** PAGE EXTRACT **
Introduction: Concepts, Words, Historical Realities of a “Classical” Dichotomy

Why a book about dār al-islām / dār al-ḥarb? Because this terminological pair—“the abode of Islam” and “the abode of war”—has never really been the focus of research specifically devoted to it, despite its being currently referred to in studies as if it were widely known and representative of “the Islamic vision” of the world.

So far, in fact, no analysis aimed at reconstructing its historical and conceptual origins has been attempted, exploring its articulations and also its reception within the different genres of Islamic literature, other than juridical texts.

 When, some years ago, the issue was raised in an article,1 the topic appeared in all its complexity, and from there the idea of drawing other scholars’ attention to the theme originated.

This book actually stems from the International Colloquium entitled “Dār al-islām/dār al-ḥarb: territories, people, identities”, held at Sapienza University of Rome on 5–6 December 2012, whose purpose was to start providing some answers by exploring a territory which used to be considered familiar but was in fact relatively unexplored.

Moreover, although it is true that dār al-islām / dār al-ḥarb is a categorization coined by Muslim jurists, the tendency in studies to emphasize the primary role of law, especially in Sunni Islam, has until now narrowed down the field of research almost exclusively to juridical texts.

Thus, it is essentially within juridico-political studies, mainly in the sections concerning jihad, that the two notions are dealt with (e.g., in Khadduri, Lambton, Crone, Hallaq),2 still without being themselves the object of a thorough anal-ysis. However, as Éric Chaumont observes in his article, “le rapport à l’autre  en islam ne s’épuise pas dans la doctrine du jihad […]: ce rapport belliqueux s’impose dans les cadres du droit musulman et, malgré l’importance du fiqh en son sein, l’islam ne se réduit pas à son droit.”3

It should also be pointed out that not even the jurists who coined these terms and used them widely in their writings gave a definition or dealt with them in a separate section. And this could explain the scant attention that the two categories themselves have received, while in our view even this absence in medieval sources should be given some reflection.

Actually, it is something which might be compared with the way Muslim jurists dealt with conversion to Islam, an eminently religious event and yet entailing a change of juridical status, which as such must have been a significant issue for Islamic law in its formative period.

However, Muslim scholars did not provide a separate heading for it, scattering the whole matter and its rich casuistry in different sections of their treatises, above all in their chapters on marriage.4

Thus, a closer study of this dual categorization and its terminology requires that we reconsider more generally a different way of thinking, with its own characteristics, which should be explored rather than observed through the prism of other ways of thinking5 which makes us see an absence as something “lacking” rather than something that ought to be interpreted.

For instance, what can be drawn from medieval Arabic lexicons, so far never systematically analyzed with reference to the two expressions at issue? And yet, dictionaries “have an important role in revealing clues to the way a culture organizes its conceptual categories, its episteme.”6

Actually, going through the main classi-cal Arabic dictionaries dating from between the third/ninth and eighth/fourteenth centuries, the dār al-islām collocation is not found either under the entry dār or islām; but investigating this absence enables us now to consider how Arabic lexicographers treated the two phrases which are the object of our collective exploration, to have an insight into their categories and to read them within the more general framework of the different Islamic genres.

** GIVEN TASK 1 **
Answer these questions using the introduction above:
(a) Where and on what dates was the International Colloquium held?
(b) In which chapters did Muslim scholars mostly discuss conversion to Islam?
(c) Under which entries in the classical Arabic dictionaries is the dār al-islām collocation not found?
The introduction above has no connection to the dataset rows that come next.

Dataset rows:
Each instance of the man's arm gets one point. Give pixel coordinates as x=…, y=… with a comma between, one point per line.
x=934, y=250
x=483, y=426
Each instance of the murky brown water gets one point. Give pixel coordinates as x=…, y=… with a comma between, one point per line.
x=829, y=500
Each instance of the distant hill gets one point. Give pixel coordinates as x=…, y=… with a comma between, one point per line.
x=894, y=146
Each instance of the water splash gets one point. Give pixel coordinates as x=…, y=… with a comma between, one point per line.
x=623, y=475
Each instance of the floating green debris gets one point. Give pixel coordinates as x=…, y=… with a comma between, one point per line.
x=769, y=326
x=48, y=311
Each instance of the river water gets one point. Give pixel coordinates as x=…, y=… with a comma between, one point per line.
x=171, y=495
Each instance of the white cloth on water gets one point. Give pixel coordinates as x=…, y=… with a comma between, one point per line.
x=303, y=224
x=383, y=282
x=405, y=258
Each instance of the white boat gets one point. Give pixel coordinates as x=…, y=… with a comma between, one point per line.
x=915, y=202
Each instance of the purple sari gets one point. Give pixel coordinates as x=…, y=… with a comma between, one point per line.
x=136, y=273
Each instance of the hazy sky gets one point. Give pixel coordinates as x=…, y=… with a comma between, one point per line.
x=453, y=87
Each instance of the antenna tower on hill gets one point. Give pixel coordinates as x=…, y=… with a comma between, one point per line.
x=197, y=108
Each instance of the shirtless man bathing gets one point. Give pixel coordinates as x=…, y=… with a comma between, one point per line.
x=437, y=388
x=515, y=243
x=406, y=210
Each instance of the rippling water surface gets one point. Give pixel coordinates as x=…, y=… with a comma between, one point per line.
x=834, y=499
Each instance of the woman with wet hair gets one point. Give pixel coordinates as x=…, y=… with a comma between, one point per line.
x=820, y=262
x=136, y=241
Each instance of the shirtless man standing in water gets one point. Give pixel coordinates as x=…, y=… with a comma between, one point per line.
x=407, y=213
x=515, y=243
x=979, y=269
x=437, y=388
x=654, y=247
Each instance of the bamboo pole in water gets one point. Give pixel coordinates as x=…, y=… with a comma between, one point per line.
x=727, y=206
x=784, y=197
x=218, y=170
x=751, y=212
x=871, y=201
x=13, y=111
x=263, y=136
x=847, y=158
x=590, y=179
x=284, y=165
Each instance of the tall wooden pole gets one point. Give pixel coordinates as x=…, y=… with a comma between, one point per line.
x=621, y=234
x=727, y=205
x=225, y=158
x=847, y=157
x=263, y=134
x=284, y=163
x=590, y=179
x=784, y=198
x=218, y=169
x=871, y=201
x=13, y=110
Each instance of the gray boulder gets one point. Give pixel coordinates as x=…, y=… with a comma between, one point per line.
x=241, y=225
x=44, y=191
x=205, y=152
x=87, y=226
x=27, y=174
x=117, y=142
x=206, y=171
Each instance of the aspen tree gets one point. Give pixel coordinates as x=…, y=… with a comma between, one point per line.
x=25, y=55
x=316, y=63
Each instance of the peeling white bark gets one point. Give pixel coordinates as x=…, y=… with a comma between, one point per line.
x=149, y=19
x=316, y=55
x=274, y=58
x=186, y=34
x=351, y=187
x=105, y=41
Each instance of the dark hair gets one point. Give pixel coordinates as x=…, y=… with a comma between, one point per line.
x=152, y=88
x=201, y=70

** GIVEN TASK 2 **
In the dataset rows, start at the line that contains "Each instance of the water" and stop after the line that contains "x=48, y=311". Output those lines word for word.

** WRITTEN ANSWER 1 **
(a) At Sapienza University of Rome, on 5–6 December 2012.
(b) In their chapters on marriage.
(c) Under neither the entry dār nor the entry islām.

** WRITTEN ANSWER 2 **
Each instance of the water splash gets one point. Give pixel coordinates as x=…, y=… with a comma between, one point per line.
x=623, y=475
Each instance of the floating green debris gets one point. Give pixel coordinates as x=…, y=… with a comma between, one point per line.
x=769, y=326
x=48, y=311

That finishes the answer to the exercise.